### Task item
Nothing but the pictures gets dropped; retype every entry exactly.

### Given entries

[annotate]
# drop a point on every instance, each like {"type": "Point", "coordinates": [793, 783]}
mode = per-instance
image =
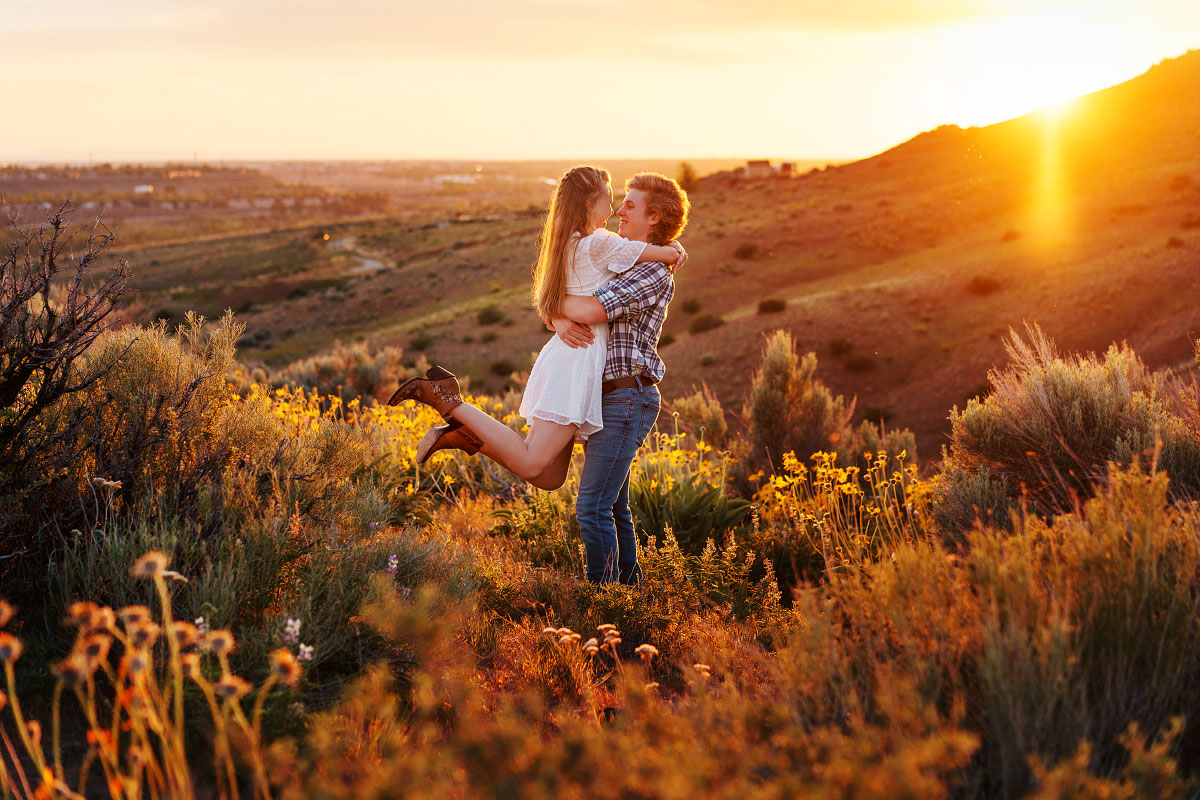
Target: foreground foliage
{"type": "Point", "coordinates": [821, 624]}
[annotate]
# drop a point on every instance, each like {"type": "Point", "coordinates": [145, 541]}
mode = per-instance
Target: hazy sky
{"type": "Point", "coordinates": [127, 79]}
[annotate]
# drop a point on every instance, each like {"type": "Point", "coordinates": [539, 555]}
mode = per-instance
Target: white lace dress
{"type": "Point", "coordinates": [564, 383]}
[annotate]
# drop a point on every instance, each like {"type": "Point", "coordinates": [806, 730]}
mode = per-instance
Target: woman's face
{"type": "Point", "coordinates": [600, 209]}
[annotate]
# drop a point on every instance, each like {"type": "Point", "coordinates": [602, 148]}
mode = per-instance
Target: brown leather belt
{"type": "Point", "coordinates": [625, 383]}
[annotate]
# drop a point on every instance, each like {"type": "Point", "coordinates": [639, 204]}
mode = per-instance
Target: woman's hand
{"type": "Point", "coordinates": [683, 256]}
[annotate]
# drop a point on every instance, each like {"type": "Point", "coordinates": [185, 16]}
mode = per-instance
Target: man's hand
{"type": "Point", "coordinates": [573, 334]}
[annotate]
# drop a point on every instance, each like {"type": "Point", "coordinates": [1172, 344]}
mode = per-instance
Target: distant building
{"type": "Point", "coordinates": [759, 168]}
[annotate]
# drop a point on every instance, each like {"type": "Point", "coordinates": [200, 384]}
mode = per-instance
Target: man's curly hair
{"type": "Point", "coordinates": [666, 199]}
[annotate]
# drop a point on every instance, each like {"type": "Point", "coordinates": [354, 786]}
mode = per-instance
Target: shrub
{"type": "Point", "coordinates": [347, 371]}
{"type": "Point", "coordinates": [701, 415]}
{"type": "Point", "coordinates": [1051, 423]}
{"type": "Point", "coordinates": [705, 322]}
{"type": "Point", "coordinates": [789, 408]}
{"type": "Point", "coordinates": [489, 316]}
{"type": "Point", "coordinates": [48, 320]}
{"type": "Point", "coordinates": [1087, 625]}
{"type": "Point", "coordinates": [687, 176]}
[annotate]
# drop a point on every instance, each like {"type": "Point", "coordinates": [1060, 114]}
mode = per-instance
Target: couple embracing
{"type": "Point", "coordinates": [605, 295]}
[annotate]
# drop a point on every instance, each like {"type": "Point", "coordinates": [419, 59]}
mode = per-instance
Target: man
{"type": "Point", "coordinates": [635, 305]}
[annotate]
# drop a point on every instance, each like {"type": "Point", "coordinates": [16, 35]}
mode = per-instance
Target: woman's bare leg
{"type": "Point", "coordinates": [526, 457]}
{"type": "Point", "coordinates": [555, 475]}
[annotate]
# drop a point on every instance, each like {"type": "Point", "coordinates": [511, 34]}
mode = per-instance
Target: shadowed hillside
{"type": "Point", "coordinates": [901, 271]}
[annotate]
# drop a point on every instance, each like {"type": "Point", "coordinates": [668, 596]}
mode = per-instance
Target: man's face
{"type": "Point", "coordinates": [635, 222]}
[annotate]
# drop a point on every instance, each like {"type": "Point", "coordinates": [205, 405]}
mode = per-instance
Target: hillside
{"type": "Point", "coordinates": [921, 258]}
{"type": "Point", "coordinates": [901, 271]}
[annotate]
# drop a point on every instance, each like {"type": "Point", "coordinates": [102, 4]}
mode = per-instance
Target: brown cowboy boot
{"type": "Point", "coordinates": [438, 390]}
{"type": "Point", "coordinates": [447, 437]}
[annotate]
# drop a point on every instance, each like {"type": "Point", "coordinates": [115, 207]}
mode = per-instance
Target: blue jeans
{"type": "Point", "coordinates": [606, 524]}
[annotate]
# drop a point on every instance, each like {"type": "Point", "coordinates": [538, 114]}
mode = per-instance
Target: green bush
{"type": "Point", "coordinates": [1051, 423]}
{"type": "Point", "coordinates": [701, 415]}
{"type": "Point", "coordinates": [789, 408]}
{"type": "Point", "coordinates": [348, 371]}
{"type": "Point", "coordinates": [693, 509]}
{"type": "Point", "coordinates": [489, 316]}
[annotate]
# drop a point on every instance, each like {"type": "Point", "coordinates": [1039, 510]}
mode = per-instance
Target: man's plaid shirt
{"type": "Point", "coordinates": [636, 304]}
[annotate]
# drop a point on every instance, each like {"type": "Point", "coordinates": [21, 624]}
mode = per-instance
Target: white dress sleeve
{"type": "Point", "coordinates": [610, 252]}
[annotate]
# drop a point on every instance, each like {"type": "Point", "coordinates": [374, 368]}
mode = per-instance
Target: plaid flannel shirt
{"type": "Point", "coordinates": [636, 304]}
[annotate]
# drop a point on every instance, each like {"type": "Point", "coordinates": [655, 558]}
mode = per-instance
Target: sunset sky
{"type": "Point", "coordinates": [150, 79]}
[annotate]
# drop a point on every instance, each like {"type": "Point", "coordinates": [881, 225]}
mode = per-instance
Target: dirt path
{"type": "Point", "coordinates": [365, 263]}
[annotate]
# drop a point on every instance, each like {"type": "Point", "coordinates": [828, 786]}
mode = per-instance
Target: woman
{"type": "Point", "coordinates": [562, 398]}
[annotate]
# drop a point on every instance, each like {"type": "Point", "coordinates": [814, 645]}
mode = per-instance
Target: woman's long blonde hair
{"type": "Point", "coordinates": [568, 215]}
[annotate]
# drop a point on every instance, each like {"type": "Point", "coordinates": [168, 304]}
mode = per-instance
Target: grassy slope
{"type": "Point", "coordinates": [880, 253]}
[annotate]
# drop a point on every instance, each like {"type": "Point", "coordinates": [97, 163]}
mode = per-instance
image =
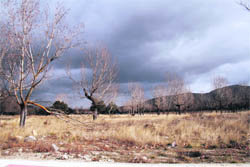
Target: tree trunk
{"type": "Point", "coordinates": [95, 113]}
{"type": "Point", "coordinates": [23, 115]}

### Your response
[annotate]
# drop a point on every instance, each like {"type": "Point", "coordinates": [793, 783]}
mode = per-instance
image =
Target: foreground foliage
{"type": "Point", "coordinates": [821, 624]}
[annotate]
# drop a point on every instance, each like {"type": "Point", "coordinates": [145, 541]}
mode = per-instance
Target: hazy sky
{"type": "Point", "coordinates": [127, 79]}
[annotate]
# drop a point on every instance, each like {"type": "Point", "coordinates": [539, 555]}
mode = per-instance
Target: white lace dress
{"type": "Point", "coordinates": [564, 383]}
[annotate]
# drop a point on every instance, each like {"type": "Point", "coordinates": [806, 730]}
mode = per-instance
Target: woman's face
{"type": "Point", "coordinates": [600, 209]}
[annotate]
# drop a point on every instance, each like {"type": "Point", "coordinates": [602, 148]}
mode = per-instance
Target: brown leather belt
{"type": "Point", "coordinates": [625, 383]}
[annotate]
# drop a point on every instance, each like {"type": "Point", "coordinates": [639, 204]}
mode = per-instance
Target: woman's hand
{"type": "Point", "coordinates": [683, 256]}
[annotate]
# drop a point on every instance, each like {"type": "Point", "coordinates": [185, 16]}
mode = per-instance
Target: man's hand
{"type": "Point", "coordinates": [573, 334]}
[annotate]
# drop a point on every instance, each like {"type": "Point", "coordinates": [1172, 344]}
mode = per-instance
Target: distant building
{"type": "Point", "coordinates": [759, 168]}
[annotate]
# drop a point on every instance, each like {"type": "Point", "coordinates": [200, 384]}
mode = per-instance
Target: man's curly hair
{"type": "Point", "coordinates": [666, 199]}
[annotate]
# drop a point on every instance, each like {"type": "Point", "coordinates": [354, 786]}
mode = per-instance
Target: shrub
{"type": "Point", "coordinates": [347, 371]}
{"type": "Point", "coordinates": [701, 415]}
{"type": "Point", "coordinates": [1051, 423]}
{"type": "Point", "coordinates": [705, 322]}
{"type": "Point", "coordinates": [789, 408]}
{"type": "Point", "coordinates": [489, 316]}
{"type": "Point", "coordinates": [48, 320]}
{"type": "Point", "coordinates": [1087, 625]}
{"type": "Point", "coordinates": [687, 176]}
[annotate]
# drop a point on every instance, each like {"type": "Point", "coordinates": [1060, 114]}
mode = per-instance
Target: couple embracing
{"type": "Point", "coordinates": [605, 295]}
[annotate]
# drop a point on every instance, each like {"type": "Point", "coordinates": [419, 59]}
mode = per-instance
Target: man
{"type": "Point", "coordinates": [635, 305]}
[annotate]
# drop a point on every instance, each like {"type": "Point", "coordinates": [16, 35]}
mode = per-instance
Target: woman's bare leg
{"type": "Point", "coordinates": [526, 457]}
{"type": "Point", "coordinates": [555, 475]}
[annotate]
# drop a point on every instance, each like {"type": "Point", "coordinates": [511, 34]}
mode = per-instance
Target: shadowed hillside
{"type": "Point", "coordinates": [901, 271]}
[annotate]
# drop a point on every instance, each like {"type": "Point", "coordinates": [668, 596]}
mode = per-instance
Target: man's face
{"type": "Point", "coordinates": [635, 222]}
[annotate]
# drop a point on every instance, each like {"type": "Point", "coordinates": [205, 405]}
mode = per-instance
Target: hillside
{"type": "Point", "coordinates": [921, 258]}
{"type": "Point", "coordinates": [901, 271]}
[annotate]
# drop a point on every instance, each like {"type": "Point", "coordinates": [102, 4]}
mode = per-instance
Target: brown cowboy boot
{"type": "Point", "coordinates": [438, 390]}
{"type": "Point", "coordinates": [447, 437]}
[annotate]
# drop a point on every instance, each like {"type": "Point", "coordinates": [115, 207]}
mode = per-instance
Target: blue jeans
{"type": "Point", "coordinates": [606, 524]}
[annotate]
# drop a point on every instance, each like {"type": "Point", "coordinates": [538, 114]}
mode = per-instance
Target: green bush
{"type": "Point", "coordinates": [1051, 423]}
{"type": "Point", "coordinates": [701, 415]}
{"type": "Point", "coordinates": [789, 408]}
{"type": "Point", "coordinates": [348, 371]}
{"type": "Point", "coordinates": [693, 509]}
{"type": "Point", "coordinates": [489, 316]}
[annotate]
# drop a point on every instance, each like {"type": "Point", "coordinates": [1039, 510]}
mode = per-instance
Target: man's plaid shirt
{"type": "Point", "coordinates": [636, 304]}
[annotate]
# drop a point on every instance, each like {"type": "Point", "coordinates": [21, 624]}
mode = per-instance
Target: white dress sleeve
{"type": "Point", "coordinates": [610, 252]}
[annotate]
# drop a point on every instance, each like {"type": "Point", "coordinates": [374, 368]}
mode = per-instance
Target: plaid flannel shirt
{"type": "Point", "coordinates": [636, 304]}
[annotate]
# drop a point on every instance, each like {"type": "Point", "coordinates": [655, 558]}
mode = per-instance
Target: sunset sky
{"type": "Point", "coordinates": [150, 79]}
[annotate]
# drop a point on every instance, each like {"type": "Point", "coordinates": [881, 225]}
mode = per-instance
Target: dirt path
{"type": "Point", "coordinates": [365, 263]}
[annotate]
# drop a point on every instance, each like {"type": "Point", "coordinates": [828, 786]}
mode = per-instance
Target: woman
{"type": "Point", "coordinates": [562, 398]}
[annotate]
# drop a point on every instance, each like {"type": "Point", "coordinates": [814, 645]}
mode = per-instance
Target: woman's long blonde hair
{"type": "Point", "coordinates": [568, 215]}
[annotate]
# drop a point on every instance, each like {"type": "Point", "coordinates": [168, 304]}
mode = per-instance
Target: grassy slope
{"type": "Point", "coordinates": [880, 253]}
[annotate]
# drop a point on every instance, each like {"type": "Point", "coordinates": [97, 163]}
mode = per-instance
image =
Target: tree trunk
{"type": "Point", "coordinates": [95, 113]}
{"type": "Point", "coordinates": [23, 115]}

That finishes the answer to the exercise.